* _Exercise instructions_
Please repeat all of the listing exactly.

* _Supplied information_
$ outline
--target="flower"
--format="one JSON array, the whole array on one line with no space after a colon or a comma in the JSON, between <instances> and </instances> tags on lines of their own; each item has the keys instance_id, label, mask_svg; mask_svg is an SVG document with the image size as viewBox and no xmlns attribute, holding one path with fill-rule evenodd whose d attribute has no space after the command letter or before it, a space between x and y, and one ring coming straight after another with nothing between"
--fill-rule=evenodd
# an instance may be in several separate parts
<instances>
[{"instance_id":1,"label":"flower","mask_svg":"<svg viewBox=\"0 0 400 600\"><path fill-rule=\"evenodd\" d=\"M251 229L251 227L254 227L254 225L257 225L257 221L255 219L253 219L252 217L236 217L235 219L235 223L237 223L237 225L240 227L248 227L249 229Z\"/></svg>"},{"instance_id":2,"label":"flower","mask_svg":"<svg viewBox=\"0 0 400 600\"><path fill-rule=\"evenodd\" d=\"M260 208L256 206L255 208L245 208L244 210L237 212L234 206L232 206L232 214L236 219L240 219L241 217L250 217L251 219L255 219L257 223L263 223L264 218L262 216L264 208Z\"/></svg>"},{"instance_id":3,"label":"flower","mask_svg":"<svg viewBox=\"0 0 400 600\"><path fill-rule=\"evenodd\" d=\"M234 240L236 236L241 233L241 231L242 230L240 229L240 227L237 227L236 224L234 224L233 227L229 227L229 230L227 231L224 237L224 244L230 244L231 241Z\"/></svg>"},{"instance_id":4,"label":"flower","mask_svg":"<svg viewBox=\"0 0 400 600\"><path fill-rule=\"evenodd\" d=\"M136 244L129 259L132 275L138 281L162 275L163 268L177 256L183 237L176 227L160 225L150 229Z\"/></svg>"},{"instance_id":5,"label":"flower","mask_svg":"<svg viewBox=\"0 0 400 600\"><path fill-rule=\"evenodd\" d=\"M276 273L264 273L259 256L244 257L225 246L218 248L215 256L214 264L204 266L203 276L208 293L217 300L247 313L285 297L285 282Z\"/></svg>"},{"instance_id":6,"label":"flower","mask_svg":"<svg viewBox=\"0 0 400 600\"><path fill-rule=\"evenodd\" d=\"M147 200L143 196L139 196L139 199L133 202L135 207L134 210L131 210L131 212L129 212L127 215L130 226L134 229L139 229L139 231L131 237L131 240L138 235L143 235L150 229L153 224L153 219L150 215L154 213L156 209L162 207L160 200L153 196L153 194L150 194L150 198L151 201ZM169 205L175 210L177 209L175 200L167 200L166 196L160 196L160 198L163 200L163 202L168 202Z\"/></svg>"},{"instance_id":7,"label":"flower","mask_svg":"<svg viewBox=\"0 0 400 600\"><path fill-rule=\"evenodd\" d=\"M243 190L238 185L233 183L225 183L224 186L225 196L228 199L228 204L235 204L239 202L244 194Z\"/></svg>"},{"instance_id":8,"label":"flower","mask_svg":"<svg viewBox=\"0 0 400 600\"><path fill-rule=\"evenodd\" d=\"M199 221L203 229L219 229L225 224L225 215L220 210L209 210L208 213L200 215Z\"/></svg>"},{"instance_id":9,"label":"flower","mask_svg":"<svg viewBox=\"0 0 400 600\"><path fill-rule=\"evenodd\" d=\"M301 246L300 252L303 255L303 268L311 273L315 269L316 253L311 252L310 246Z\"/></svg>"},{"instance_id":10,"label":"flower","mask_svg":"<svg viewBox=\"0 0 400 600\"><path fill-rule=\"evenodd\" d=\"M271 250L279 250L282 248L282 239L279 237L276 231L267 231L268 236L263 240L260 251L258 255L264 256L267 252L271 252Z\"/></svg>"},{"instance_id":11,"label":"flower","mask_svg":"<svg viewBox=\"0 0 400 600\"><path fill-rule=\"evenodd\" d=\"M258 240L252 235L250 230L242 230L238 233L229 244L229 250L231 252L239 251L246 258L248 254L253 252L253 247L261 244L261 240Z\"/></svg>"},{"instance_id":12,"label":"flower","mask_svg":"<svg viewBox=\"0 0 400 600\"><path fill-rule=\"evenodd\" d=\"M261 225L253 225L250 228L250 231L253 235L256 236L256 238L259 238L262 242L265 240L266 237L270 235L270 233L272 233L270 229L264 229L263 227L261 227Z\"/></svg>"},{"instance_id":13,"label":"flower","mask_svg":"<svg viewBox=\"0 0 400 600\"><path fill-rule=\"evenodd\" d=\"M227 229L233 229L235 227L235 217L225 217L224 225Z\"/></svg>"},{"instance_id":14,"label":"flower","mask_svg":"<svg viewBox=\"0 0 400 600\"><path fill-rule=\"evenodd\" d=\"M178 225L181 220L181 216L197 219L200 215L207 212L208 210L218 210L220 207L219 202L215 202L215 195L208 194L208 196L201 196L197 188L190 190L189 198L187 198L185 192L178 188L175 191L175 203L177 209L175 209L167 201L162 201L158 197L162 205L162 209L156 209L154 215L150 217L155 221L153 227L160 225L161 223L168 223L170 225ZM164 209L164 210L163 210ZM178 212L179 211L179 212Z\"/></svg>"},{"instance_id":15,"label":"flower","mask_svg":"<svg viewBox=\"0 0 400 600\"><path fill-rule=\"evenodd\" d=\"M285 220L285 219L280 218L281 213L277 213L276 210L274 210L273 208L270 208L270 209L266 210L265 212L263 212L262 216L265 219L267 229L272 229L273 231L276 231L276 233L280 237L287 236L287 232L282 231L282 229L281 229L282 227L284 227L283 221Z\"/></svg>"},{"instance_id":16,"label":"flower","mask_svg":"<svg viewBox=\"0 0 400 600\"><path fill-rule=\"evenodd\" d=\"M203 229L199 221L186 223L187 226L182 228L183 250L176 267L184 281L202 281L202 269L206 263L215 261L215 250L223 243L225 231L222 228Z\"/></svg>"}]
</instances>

* _Correct answer_
$ outline
--target="flower"
--format="one JSON array, the whole array on one line with no space after a colon or a comma in the JSON, between <instances> and </instances> tags on lines of their own; each item has the keys instance_id, label, mask_svg; mask_svg is an SVG document with the image size as viewBox and no xmlns attribute, holding one path with fill-rule evenodd whose d attribute has no space after the command letter or before it, a space between x and y, and one ring coming straight after another with nothing between"
--fill-rule=evenodd
# an instance may be in several separate parts
<instances>
[{"instance_id":1,"label":"flower","mask_svg":"<svg viewBox=\"0 0 400 600\"><path fill-rule=\"evenodd\" d=\"M251 229L251 227L254 227L254 225L257 225L257 221L255 219L253 219L252 217L236 217L235 219L235 223L237 223L237 225L240 227L248 227L249 229Z\"/></svg>"},{"instance_id":2,"label":"flower","mask_svg":"<svg viewBox=\"0 0 400 600\"><path fill-rule=\"evenodd\" d=\"M260 208L256 206L255 208L245 208L244 210L237 212L234 206L232 206L232 214L236 219L240 219L241 217L250 217L251 219L255 219L257 223L263 223L264 218L262 216L264 208Z\"/></svg>"},{"instance_id":3,"label":"flower","mask_svg":"<svg viewBox=\"0 0 400 600\"><path fill-rule=\"evenodd\" d=\"M234 240L236 236L241 233L241 231L242 230L240 229L240 227L237 227L236 224L234 224L233 227L229 227L229 230L227 231L224 237L224 244L230 244L231 241Z\"/></svg>"},{"instance_id":4,"label":"flower","mask_svg":"<svg viewBox=\"0 0 400 600\"><path fill-rule=\"evenodd\" d=\"M136 244L129 259L132 275L138 281L162 275L163 268L177 256L183 237L176 227L160 225L150 229Z\"/></svg>"},{"instance_id":5,"label":"flower","mask_svg":"<svg viewBox=\"0 0 400 600\"><path fill-rule=\"evenodd\" d=\"M276 273L264 273L259 256L244 257L225 246L218 248L215 256L214 264L204 266L203 276L208 293L217 300L247 313L285 297L285 282Z\"/></svg>"},{"instance_id":6,"label":"flower","mask_svg":"<svg viewBox=\"0 0 400 600\"><path fill-rule=\"evenodd\" d=\"M147 200L143 196L139 196L139 199L133 202L135 207L134 210L131 210L131 212L129 212L127 215L130 226L134 229L139 229L139 231L131 237L131 240L138 235L143 235L150 229L153 224L153 219L150 215L154 213L156 209L162 207L160 200L153 196L153 194L150 194L150 198L151 201ZM169 205L175 210L177 209L175 200L167 200L166 196L160 196L160 198L163 200L163 202L168 202Z\"/></svg>"},{"instance_id":7,"label":"flower","mask_svg":"<svg viewBox=\"0 0 400 600\"><path fill-rule=\"evenodd\" d=\"M243 190L238 185L233 183L225 183L224 186L225 196L228 199L228 204L235 204L239 202L244 194Z\"/></svg>"},{"instance_id":8,"label":"flower","mask_svg":"<svg viewBox=\"0 0 400 600\"><path fill-rule=\"evenodd\" d=\"M199 221L203 229L219 229L225 224L225 215L220 210L209 210L208 213L200 215Z\"/></svg>"},{"instance_id":9,"label":"flower","mask_svg":"<svg viewBox=\"0 0 400 600\"><path fill-rule=\"evenodd\" d=\"M301 246L300 252L303 255L303 268L311 273L315 269L316 253L311 252L310 246Z\"/></svg>"},{"instance_id":10,"label":"flower","mask_svg":"<svg viewBox=\"0 0 400 600\"><path fill-rule=\"evenodd\" d=\"M271 250L279 250L282 248L282 239L279 237L276 231L267 231L268 236L263 240L260 251L258 255L264 256L267 252L271 252Z\"/></svg>"},{"instance_id":11,"label":"flower","mask_svg":"<svg viewBox=\"0 0 400 600\"><path fill-rule=\"evenodd\" d=\"M258 240L252 235L250 230L242 230L238 233L229 244L229 250L231 252L239 251L246 258L248 254L253 252L253 247L261 244L261 240Z\"/></svg>"},{"instance_id":12,"label":"flower","mask_svg":"<svg viewBox=\"0 0 400 600\"><path fill-rule=\"evenodd\" d=\"M261 225L253 225L250 228L250 231L253 235L256 236L256 238L259 238L262 242L265 240L266 237L270 235L270 233L272 233L270 229L264 229L263 227L261 227Z\"/></svg>"},{"instance_id":13,"label":"flower","mask_svg":"<svg viewBox=\"0 0 400 600\"><path fill-rule=\"evenodd\" d=\"M227 229L233 229L235 227L235 217L225 217L224 225Z\"/></svg>"},{"instance_id":14,"label":"flower","mask_svg":"<svg viewBox=\"0 0 400 600\"><path fill-rule=\"evenodd\" d=\"M178 225L181 220L181 216L197 219L200 215L207 212L208 210L218 210L220 207L219 202L215 202L215 195L208 194L208 196L201 196L197 188L190 190L189 198L187 198L185 192L178 188L175 191L175 203L177 209L175 209L167 201L162 201L158 197L162 205L162 209L156 209L154 215L150 217L155 221L153 227L160 225L161 223L168 223L170 225ZM164 209L164 210L163 210ZM178 212L179 211L179 212Z\"/></svg>"},{"instance_id":15,"label":"flower","mask_svg":"<svg viewBox=\"0 0 400 600\"><path fill-rule=\"evenodd\" d=\"M285 220L285 219L280 218L281 213L277 213L276 210L274 210L273 208L270 208L270 209L266 210L265 212L263 212L262 216L265 219L267 229L272 229L273 231L276 231L276 233L280 237L287 236L287 232L282 231L282 229L281 229L282 227L284 227L283 221Z\"/></svg>"},{"instance_id":16,"label":"flower","mask_svg":"<svg viewBox=\"0 0 400 600\"><path fill-rule=\"evenodd\" d=\"M203 229L199 221L186 223L187 226L182 228L183 250L176 267L184 281L202 281L202 269L206 263L215 261L215 250L223 243L225 231L222 228Z\"/></svg>"}]
</instances>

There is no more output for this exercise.